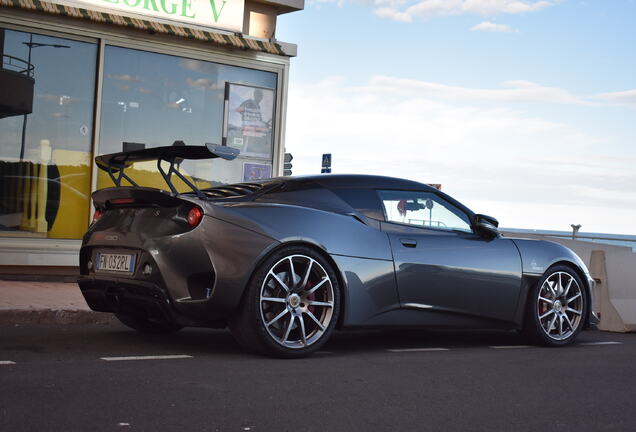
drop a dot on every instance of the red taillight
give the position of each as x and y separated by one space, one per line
97 215
194 216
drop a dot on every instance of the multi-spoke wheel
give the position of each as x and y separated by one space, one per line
557 307
291 305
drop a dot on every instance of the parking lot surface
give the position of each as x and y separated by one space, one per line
106 377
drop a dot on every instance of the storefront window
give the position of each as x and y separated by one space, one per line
151 100
45 148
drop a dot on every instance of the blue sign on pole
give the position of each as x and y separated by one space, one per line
326 163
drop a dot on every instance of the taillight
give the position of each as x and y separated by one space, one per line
194 216
97 215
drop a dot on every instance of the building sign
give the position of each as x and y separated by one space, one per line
248 117
222 14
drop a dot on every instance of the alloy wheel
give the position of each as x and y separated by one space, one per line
296 301
560 306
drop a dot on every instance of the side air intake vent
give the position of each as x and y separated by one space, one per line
235 190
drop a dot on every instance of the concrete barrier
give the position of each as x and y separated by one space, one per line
614 269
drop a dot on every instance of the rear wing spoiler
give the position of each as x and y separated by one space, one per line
115 164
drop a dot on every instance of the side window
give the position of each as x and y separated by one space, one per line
423 209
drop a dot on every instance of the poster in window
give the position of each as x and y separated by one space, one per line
248 120
252 171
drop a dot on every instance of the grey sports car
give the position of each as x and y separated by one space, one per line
285 261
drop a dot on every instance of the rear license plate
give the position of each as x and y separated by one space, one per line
123 263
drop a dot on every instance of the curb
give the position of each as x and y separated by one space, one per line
54 316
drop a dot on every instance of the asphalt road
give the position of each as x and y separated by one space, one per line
53 378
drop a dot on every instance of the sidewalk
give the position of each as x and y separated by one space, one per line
45 303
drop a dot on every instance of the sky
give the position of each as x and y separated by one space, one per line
523 110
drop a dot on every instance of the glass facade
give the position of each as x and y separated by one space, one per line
147 99
155 99
45 156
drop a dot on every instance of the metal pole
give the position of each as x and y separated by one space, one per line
25 116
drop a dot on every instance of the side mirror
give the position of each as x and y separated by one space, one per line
486 226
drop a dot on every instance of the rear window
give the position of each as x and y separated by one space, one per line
365 201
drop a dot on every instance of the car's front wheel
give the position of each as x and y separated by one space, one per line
291 304
557 307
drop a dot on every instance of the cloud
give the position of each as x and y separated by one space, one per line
426 9
513 91
488 26
393 14
530 171
627 97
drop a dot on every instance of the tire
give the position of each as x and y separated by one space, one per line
144 325
291 305
556 308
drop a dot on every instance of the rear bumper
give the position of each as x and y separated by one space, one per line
141 298
593 319
195 279
122 296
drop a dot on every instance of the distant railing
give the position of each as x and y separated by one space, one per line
627 241
17 65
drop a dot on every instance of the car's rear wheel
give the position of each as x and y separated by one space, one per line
291 304
557 307
145 325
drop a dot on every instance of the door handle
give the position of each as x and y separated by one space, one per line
408 242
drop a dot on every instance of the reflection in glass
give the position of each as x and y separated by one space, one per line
45 155
157 99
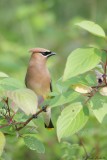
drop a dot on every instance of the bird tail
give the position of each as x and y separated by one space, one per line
47 119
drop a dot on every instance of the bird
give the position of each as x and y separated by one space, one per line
38 79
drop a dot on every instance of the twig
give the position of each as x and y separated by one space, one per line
104 77
8 108
82 144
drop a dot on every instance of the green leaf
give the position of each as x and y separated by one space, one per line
3 75
92 28
34 144
25 99
99 107
80 61
2 142
71 120
10 84
63 98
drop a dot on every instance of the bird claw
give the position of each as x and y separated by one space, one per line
35 116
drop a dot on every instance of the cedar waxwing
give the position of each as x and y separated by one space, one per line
38 78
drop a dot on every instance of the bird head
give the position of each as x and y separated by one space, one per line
42 52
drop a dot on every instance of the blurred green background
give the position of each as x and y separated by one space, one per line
26 24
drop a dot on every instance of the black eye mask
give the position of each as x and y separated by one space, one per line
46 53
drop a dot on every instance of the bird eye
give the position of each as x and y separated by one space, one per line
45 53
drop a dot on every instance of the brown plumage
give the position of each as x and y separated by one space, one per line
38 78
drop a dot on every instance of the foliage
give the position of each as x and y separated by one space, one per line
74 91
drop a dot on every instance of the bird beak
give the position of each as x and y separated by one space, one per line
51 54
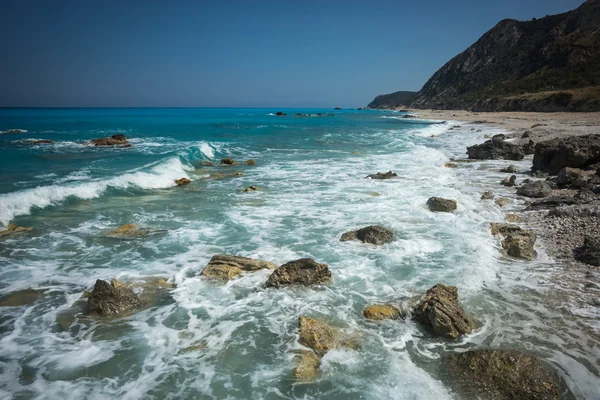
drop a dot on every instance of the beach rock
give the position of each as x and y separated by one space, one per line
378 312
438 204
510 182
373 234
511 169
487 195
573 151
304 271
19 298
225 267
495 149
536 189
13 229
440 310
381 175
112 299
503 375
182 181
114 140
589 253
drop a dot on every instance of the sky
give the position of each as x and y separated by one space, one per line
205 53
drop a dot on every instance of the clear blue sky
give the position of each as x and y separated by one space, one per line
235 53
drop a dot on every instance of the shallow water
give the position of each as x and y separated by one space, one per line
243 337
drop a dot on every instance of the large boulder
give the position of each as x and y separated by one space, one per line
535 189
225 267
574 151
112 299
382 175
517 242
589 253
438 204
374 234
502 375
439 309
114 140
304 271
495 149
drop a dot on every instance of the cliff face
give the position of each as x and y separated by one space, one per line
392 100
547 64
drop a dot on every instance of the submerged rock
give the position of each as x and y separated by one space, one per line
114 140
225 267
438 204
304 271
374 234
589 253
503 375
535 189
182 181
440 311
378 312
13 229
381 175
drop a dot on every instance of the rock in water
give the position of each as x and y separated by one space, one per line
589 253
535 189
438 204
182 181
378 312
574 151
381 175
225 267
114 140
13 229
503 375
112 299
440 311
374 234
495 149
304 271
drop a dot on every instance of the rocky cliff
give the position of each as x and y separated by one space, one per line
546 64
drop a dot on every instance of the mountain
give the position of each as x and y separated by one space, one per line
546 64
392 100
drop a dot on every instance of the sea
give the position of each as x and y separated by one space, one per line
238 339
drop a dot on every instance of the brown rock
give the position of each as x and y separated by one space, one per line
304 271
440 311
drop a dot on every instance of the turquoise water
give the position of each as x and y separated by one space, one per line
311 171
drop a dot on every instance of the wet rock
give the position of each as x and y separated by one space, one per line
304 271
440 311
374 234
182 181
438 204
381 175
112 299
24 297
589 253
495 149
503 375
13 229
378 312
510 182
535 189
487 195
511 169
225 267
114 140
573 151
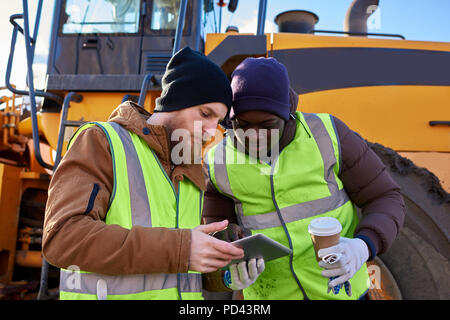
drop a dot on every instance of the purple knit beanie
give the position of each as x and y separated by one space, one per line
260 84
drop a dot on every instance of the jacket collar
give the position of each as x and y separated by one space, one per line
134 118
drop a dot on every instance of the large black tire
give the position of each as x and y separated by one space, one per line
419 257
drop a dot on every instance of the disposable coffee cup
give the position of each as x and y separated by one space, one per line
325 232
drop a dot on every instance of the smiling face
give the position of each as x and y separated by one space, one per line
258 131
191 128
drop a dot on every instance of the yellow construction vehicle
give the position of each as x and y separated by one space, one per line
394 92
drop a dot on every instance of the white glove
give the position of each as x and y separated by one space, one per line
243 275
351 253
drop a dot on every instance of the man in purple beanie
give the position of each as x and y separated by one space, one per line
297 167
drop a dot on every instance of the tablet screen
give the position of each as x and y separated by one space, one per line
259 245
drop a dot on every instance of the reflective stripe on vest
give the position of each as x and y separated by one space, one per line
132 198
281 205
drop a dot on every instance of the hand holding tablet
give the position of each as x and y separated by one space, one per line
260 246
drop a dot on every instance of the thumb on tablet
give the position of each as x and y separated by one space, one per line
212 227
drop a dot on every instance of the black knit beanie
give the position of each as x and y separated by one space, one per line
192 79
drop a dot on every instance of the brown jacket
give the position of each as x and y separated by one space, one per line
74 231
365 179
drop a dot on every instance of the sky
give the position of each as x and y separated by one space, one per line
424 20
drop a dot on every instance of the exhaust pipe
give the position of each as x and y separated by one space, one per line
357 15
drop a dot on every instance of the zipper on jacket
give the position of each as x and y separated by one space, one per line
177 225
291 256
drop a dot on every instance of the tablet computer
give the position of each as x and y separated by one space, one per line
260 246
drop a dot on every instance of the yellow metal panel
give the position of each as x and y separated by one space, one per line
395 116
296 40
10 193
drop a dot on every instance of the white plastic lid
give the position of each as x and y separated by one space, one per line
324 226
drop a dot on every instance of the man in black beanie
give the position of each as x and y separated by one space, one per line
125 209
195 91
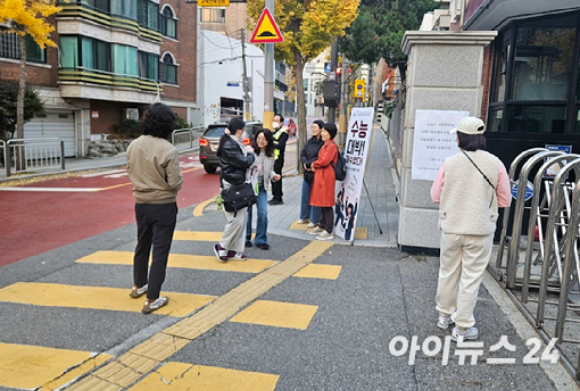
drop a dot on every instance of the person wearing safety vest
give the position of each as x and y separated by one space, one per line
280 138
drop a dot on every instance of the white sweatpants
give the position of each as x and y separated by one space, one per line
464 259
234 236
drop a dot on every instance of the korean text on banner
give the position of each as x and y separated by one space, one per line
358 142
432 143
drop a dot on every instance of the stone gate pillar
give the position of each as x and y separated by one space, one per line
444 72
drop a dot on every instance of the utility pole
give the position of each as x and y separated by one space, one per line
269 77
343 119
247 113
200 82
333 65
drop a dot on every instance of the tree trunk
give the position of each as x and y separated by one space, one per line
21 89
301 108
20 152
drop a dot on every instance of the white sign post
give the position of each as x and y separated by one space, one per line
358 142
432 143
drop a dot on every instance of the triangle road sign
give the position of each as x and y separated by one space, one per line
266 31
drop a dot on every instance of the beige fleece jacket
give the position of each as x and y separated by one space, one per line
153 167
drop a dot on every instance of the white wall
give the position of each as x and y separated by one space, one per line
222 63
313 73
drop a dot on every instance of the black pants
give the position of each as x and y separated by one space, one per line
277 185
326 219
155 226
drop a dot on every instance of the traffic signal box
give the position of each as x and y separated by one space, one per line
331 93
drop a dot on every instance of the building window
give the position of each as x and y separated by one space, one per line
543 59
95 54
10 47
167 23
213 15
168 70
99 5
125 8
124 60
148 14
148 66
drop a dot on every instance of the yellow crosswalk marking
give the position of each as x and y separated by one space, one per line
175 376
202 262
278 314
115 299
75 373
314 270
29 367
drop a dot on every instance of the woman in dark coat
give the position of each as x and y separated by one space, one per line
310 214
324 182
235 162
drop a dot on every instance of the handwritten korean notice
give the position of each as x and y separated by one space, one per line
432 143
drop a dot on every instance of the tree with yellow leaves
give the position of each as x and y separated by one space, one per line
308 27
27 17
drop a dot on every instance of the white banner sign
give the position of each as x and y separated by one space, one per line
432 143
358 142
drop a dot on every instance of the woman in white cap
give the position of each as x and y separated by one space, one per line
469 188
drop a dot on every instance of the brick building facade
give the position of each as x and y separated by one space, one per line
113 60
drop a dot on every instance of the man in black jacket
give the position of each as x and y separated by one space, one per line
280 138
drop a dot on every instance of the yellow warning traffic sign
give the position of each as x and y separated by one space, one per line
266 31
213 3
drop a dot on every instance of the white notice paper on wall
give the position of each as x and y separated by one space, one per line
432 143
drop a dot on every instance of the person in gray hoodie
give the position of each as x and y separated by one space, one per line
153 167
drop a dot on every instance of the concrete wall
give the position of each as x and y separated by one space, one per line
444 72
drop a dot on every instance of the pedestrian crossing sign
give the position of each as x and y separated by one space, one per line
266 31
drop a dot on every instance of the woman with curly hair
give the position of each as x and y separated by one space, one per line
263 171
153 167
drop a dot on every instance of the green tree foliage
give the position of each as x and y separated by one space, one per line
379 29
8 99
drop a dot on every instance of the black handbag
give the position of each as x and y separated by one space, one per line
238 197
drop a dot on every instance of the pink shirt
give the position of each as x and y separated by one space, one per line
502 190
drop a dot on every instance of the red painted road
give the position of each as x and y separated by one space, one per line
34 222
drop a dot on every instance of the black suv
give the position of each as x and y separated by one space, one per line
209 142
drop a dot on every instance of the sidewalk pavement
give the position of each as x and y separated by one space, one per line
407 289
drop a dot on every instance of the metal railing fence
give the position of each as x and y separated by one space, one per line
541 267
23 155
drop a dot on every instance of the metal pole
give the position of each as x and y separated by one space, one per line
200 70
343 119
333 64
269 76
62 154
245 78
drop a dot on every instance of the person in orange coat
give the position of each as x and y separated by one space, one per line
322 194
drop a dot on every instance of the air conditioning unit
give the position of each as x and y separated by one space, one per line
132 113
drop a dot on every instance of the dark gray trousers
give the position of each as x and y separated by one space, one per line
155 227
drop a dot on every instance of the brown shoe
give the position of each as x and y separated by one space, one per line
152 305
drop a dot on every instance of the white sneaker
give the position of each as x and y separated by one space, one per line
470 333
445 321
151 306
137 292
325 236
317 230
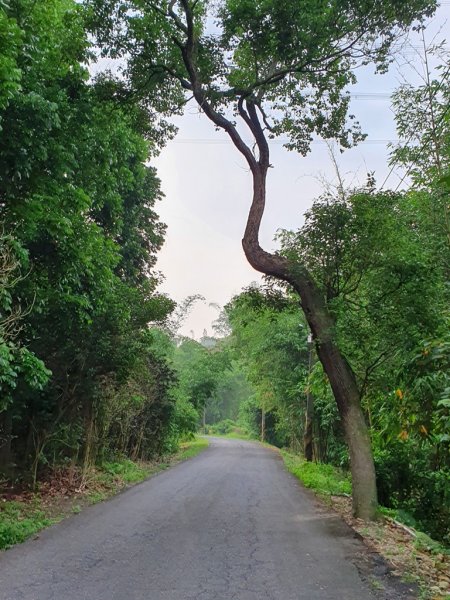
++++++++++
ASSIGNMENT: Taking the entries above, extract every line from the one bearing "drop a dot on every instance of the zipper" through the one bearing "drop a dot on every instance of the utility", exactly, with no pictures.

EXERCISE SOLUTION:
drop a dot on every instance of the zipper on jacket
give the position of each as x and y separated by one space, one per line
177 225
291 256
drop a dot on every instance of the tablet computer
give the position of each as x and y separated by one space, one per line
260 246
drop a dot on every instance of the yellow metal panel
give the position of each as x and y separated by one space, one per line
395 116
296 40
10 193
drop a dot on every instance of the white plastic lid
give the position of each as x and y separated by one space, one per line
324 226
drop a dot on every instance of the man in black beanie
give the position of each as x and y separated by one space, one per line
125 209
195 91
drop a dot on every instance of the person wearing safety vest
give the position of each as x and y separated by one space, one per line
280 138
drop a dot on every instance of the white sweatpants
give the position of each as x and y separated by one space, one per line
464 259
234 236
drop a dot on every instance of the korean text on banner
give the position of each as x and y separated by one space, one per line
358 142
432 143
drop a dot on every instance of the stone gate pillar
give the position of each as x and y separated by one space, one per line
444 72
drop a dot on every instance of the utility pole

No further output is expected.